## EXTRACTED MATERIAL:
BEGIN

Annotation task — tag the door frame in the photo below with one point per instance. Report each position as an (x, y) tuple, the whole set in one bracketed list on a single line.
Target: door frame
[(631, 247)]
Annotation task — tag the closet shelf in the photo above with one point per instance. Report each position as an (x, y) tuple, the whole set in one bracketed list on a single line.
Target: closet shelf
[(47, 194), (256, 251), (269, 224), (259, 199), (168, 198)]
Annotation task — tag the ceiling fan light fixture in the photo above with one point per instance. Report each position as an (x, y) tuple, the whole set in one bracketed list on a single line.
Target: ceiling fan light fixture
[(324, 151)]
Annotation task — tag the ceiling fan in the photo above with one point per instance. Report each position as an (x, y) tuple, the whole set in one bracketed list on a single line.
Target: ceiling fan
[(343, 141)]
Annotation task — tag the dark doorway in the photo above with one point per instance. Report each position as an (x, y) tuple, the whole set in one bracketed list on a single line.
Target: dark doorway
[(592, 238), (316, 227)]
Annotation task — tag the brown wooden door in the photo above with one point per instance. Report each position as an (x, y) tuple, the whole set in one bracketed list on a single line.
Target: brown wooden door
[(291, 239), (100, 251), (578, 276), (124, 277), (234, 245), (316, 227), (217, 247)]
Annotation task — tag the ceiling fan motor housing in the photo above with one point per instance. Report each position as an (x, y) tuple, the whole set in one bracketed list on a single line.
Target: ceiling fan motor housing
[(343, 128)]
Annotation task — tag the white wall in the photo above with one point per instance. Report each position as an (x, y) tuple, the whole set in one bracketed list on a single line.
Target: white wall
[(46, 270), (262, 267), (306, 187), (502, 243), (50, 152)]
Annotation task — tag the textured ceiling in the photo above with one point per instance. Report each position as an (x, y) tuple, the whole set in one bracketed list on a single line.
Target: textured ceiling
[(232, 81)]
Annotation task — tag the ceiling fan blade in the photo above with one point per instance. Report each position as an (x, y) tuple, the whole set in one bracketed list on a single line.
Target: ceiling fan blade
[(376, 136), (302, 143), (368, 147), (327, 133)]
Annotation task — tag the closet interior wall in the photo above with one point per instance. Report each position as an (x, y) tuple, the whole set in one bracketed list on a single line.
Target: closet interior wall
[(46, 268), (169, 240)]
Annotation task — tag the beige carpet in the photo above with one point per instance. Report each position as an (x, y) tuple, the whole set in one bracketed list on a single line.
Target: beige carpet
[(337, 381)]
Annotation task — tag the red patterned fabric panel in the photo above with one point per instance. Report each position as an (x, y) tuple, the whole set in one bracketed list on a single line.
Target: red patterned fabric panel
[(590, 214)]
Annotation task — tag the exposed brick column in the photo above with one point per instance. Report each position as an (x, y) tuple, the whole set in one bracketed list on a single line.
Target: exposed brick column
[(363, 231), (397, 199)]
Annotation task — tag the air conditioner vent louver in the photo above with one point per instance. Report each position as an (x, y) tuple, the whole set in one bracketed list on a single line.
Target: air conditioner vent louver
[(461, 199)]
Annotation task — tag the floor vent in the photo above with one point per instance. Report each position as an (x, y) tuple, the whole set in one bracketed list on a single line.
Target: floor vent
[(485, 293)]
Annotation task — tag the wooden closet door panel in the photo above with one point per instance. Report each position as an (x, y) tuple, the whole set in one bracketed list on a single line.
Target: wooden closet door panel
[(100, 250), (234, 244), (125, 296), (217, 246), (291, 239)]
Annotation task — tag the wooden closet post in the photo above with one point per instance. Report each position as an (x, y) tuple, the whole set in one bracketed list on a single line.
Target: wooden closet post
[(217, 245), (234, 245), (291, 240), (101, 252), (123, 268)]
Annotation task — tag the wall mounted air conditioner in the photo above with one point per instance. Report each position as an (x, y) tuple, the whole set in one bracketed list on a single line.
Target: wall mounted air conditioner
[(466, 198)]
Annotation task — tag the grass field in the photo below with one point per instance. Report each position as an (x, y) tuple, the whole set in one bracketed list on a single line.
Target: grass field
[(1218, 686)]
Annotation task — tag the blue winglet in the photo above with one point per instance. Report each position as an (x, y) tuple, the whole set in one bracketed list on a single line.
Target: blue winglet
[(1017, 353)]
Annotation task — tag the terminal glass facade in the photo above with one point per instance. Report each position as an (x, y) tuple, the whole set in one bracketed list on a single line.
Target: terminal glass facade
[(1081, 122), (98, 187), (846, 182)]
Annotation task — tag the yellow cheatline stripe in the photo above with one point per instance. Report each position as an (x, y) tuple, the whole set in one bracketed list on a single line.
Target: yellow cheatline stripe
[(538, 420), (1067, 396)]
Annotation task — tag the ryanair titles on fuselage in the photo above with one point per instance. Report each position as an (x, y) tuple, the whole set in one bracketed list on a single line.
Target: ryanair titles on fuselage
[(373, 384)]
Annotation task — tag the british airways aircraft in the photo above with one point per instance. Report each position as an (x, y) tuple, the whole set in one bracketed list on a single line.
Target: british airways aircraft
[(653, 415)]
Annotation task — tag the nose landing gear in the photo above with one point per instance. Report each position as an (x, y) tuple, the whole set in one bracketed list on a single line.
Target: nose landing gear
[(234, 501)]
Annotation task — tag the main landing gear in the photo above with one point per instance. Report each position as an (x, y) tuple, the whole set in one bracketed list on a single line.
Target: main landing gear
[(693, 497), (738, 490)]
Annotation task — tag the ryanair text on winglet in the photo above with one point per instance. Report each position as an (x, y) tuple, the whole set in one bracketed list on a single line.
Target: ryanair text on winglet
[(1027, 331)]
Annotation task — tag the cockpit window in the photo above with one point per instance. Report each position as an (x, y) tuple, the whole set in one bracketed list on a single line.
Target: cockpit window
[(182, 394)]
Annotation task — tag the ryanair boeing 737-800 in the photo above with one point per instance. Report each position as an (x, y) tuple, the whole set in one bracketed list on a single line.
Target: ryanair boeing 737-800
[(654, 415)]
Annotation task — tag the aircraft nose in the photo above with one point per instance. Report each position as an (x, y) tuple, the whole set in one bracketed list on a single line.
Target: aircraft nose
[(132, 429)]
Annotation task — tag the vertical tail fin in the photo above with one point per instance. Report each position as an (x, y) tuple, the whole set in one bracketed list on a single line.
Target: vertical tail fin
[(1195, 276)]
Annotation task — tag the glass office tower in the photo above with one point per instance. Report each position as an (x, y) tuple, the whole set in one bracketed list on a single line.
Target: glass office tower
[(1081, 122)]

END

## ABOUT THIS TASK:
Output all of the material exactly.

## RESPONSE BELOW:
Annotation task — tag the door frame in the photo below with one point per instance. Report each position as an (x, y) tuple, the whole set in one bracketed list on a single line.
Target: door frame
[(631, 247)]
Annotation task — tag the closet shelf in the photo above with one point per instance. Report each position as an (x, y) tuple, the whole set in one bracketed list on a single line.
Target: closet shelf
[(47, 194), (256, 251), (269, 224), (259, 199), (168, 198)]
Annotation task — tag the ceiling fan light fixture in the photo above with one point per instance. Report each position as an (x, y) tuple, the whole set in one bracketed list on a single line.
Target: ceiling fan light fixture
[(324, 151)]
Annotation task — tag the ceiling fan in the photo above with one point per instance. Report each position as an (x, y) tuple, the whole set in one bracketed list on a single line.
Target: ceiling fan
[(343, 141)]
Annotation task — tag the dark doorway in the photo above with one point per instance. Report each position as an (x, y) tuple, the whole set in one bracketed list on a single line.
Target: dark doorway
[(592, 238), (316, 227)]
Annotation task — tag the brown wooden door in the photo above with one point per instance. Report each position as an (x, y) tuple, the whole set in one bracketed list on a single line.
Target: brown wooden door
[(291, 239), (100, 251), (578, 276), (124, 277), (234, 245), (316, 227), (217, 247)]
Annotation task — tag the ceiling fan motor housing in the photo above with one point per instance. Report each position as an (x, y) tuple, the whole set in one bracketed list on a single line.
Target: ceiling fan motor housing
[(343, 128)]
Annotation task — tag the white wall in the photo above with one point per instance. Report each position as an (x, y) tuple, the whole set in one bracketed list on a single line.
Target: white wall
[(46, 270), (262, 267), (306, 187), (502, 243), (50, 152)]
Annotation task — tag the textured ceiling in the photo above with one point per instance. Report each position as an (x, y) tuple, the whole set in one bracketed list on a single line.
Target: textured ceiling
[(232, 81)]
Annotation task — tag the ceiling fan blade in the photo above with one point per instance. Report each position as an (x, y) tuple, the whole set in one bracketed list on a single line.
Target: ceiling fan blade
[(376, 136), (302, 143), (368, 147), (327, 133)]
Annotation task — tag the closet interior wall in the photo above with one point per instance. Report each position as an (x, y) tuple, the whole set in one bracketed list on a single line.
Target: closet interior wall
[(46, 268), (169, 240)]
Annotation task — tag the beige carpet in the photo above with one point per instance. Report each position as an (x, y) tuple, the whole set in one bracketed list on a single line.
Target: beige carpet
[(337, 381)]
Annotation task — tag the red patterned fabric panel in the photo above with one point per instance. Report each position as an (x, y) tuple, the whole set in one bracketed list on a single line.
Target: red patterned fabric panel
[(590, 214)]
Annotation task — tag the exposed brick column in the photo above with one point per instance. Report each position as an (x, y) tuple, the whole set in one bracketed list on a single line.
Target: exposed brick column
[(363, 231), (397, 199)]
Annotation task — tag the air conditioner vent louver in the photo above with one point per instance. Report each position as an (x, y) tuple, the whole set in one bracketed list on a single line.
Target: air conditioner vent louver
[(461, 199)]
Annotation task — tag the floor vent in the photo above with one point per instance. Report each position as an (x, y) tuple, the whole set in one bracketed list on a single line.
Target: floor vent
[(485, 293)]
Annotation task — tag the wooden closet door panel in the photo above with one point per instance. Report each position as an (x, y) tuple, the whole set in one bracketed list on a single line.
Target: wooden closet door panel
[(100, 250), (234, 244), (125, 296), (217, 246), (291, 239)]
Annotation task — tag the wooden closet post in the photo above with one point per instance. Report each position as an (x, y) tuple, the whole set in one bracketed list on a single line.
Target: wooden closet post
[(217, 245), (234, 245), (291, 240), (101, 252), (123, 268)]
Annotation task — tag the wall mounted air conditioner in the photo above with one point per instance. Report each position as an (x, y) tuple, the whole set in one bracketed list on a single line.
Target: wall mounted air conditioner
[(466, 198)]
Annotation task — tag the grass field in the photo below with one point per instance. Report each position as an (x, y) tuple, the whole set in one bracketed list on a single line.
Target: grass field
[(1218, 686)]
Annotation task — tag the blue winglet in the photo above with one point per instance. Report each position as an (x, y) tuple, the whole set in one bracketed list on a single line.
Target: blue winglet
[(1017, 353)]
Annotation task — tag the terminal glass facade in the photo above with one point per instance. Report each position as an (x, y) tuple, the whole set in one bracketed list on a single line.
Target: terminal glass facade
[(1081, 122), (98, 187), (846, 182)]
Annotation task — tag the yellow cheatline stripe in the photo above with one point per instance. Report each position as an (x, y) tuple, the whole set in one bracketed list on a single line.
Target: yellow cheatline stripe
[(538, 420), (1067, 396)]
Annotation task — tag the ryanair titles on fuselage in the photo above with one point per instance. Report each position as an (x, y) tuple, the whole set in one bracketed list on a single line.
Target: ryanair titles on fuselage
[(373, 384)]
Annotation task — tag the british airways aircraft in the photo above with one point per instance. Report each position as an (x, y) tuple, the whole set in one bracketed list on a single line.
Target: british airways aircraft
[(653, 415)]
Annotation task — tag the nose landing gear in the photo above with one point per instance. Report each position as an (x, y) tuple, the whole set in one bracketed list on a single line.
Target: nose landing gear
[(234, 501)]
Annotation task — tag the main landing gear in the photo above with one point per instance. Report each position as an (x, y) tuple, the whole set in one bracketed list on a single line.
Target: main landing gear
[(693, 497), (738, 490)]
Annotation task — tag the ryanair text on winglet in the photo above with one point per instance. Report each position as an (x, y) tuple, the whole set in one bracketed list on a single line.
Target: ryanair text on winglet
[(1027, 331)]
Annotation task — tag the cockpit window in the photo above with one point per instance. Report each position as an (x, y) tuple, the whole set in one bracketed list on a single line.
Target: cockpit window
[(182, 394)]
Annotation task — tag the ryanair boeing 737-800 in the photo above with one point per instance. Report each position as an (x, y) tuple, the whole set in one bracketed list on a single line.
Target: ryanair boeing 737-800
[(654, 415)]
Annotation task — tag the aircraft nose in the photo above with one point per instance. Report each position as an (x, y) tuple, the whole set in one bracketed list on a single line.
Target: aircraft nose
[(132, 429)]
Annotation task — tag the vertical tail fin in the photo above with one point per instance. Report each position as an (x, y) tuple, the whole set in one bracketed list on a single line.
Target: vertical tail fin
[(1195, 276)]
Annotation task — tag the glass office tower in the photo above with one point per instance. Report each position as an (x, y) tuple, the whole set in one bracketed list on a single line.
Target: glass office tower
[(1081, 122)]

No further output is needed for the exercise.